"""

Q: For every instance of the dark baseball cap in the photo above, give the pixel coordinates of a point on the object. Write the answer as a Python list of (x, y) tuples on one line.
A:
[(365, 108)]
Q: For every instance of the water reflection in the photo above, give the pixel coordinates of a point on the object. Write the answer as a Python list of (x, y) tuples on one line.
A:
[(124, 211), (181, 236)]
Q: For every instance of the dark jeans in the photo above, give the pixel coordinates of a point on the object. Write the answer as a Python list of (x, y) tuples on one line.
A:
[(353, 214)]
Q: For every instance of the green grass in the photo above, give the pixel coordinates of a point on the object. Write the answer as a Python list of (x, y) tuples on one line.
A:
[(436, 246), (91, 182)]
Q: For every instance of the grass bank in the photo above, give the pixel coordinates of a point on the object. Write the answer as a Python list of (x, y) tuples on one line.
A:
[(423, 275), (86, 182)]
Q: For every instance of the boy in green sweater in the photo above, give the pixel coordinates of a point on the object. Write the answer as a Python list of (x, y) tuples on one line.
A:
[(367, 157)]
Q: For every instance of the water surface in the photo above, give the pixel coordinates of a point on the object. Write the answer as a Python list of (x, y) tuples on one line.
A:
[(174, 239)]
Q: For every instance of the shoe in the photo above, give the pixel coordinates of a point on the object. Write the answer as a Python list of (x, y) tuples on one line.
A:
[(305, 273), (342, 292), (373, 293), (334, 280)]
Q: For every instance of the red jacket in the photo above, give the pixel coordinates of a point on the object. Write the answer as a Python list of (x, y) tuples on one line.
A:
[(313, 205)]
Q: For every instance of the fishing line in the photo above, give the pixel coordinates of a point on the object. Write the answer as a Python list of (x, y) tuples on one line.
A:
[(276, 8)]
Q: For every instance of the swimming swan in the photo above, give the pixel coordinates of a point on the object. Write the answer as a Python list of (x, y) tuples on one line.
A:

"""

**To be done**
Copy the data above word for word, from the line containing "Q: For every instance of the water surface" through the line containing "[(174, 239)]", including both of those lines.

**Completed task**
Q: For every instance of the water surface in the photo above, give the pixel coordinates of a point on the object. Write the answer as a Python list of (x, y) tuples on one line.
A:
[(174, 239)]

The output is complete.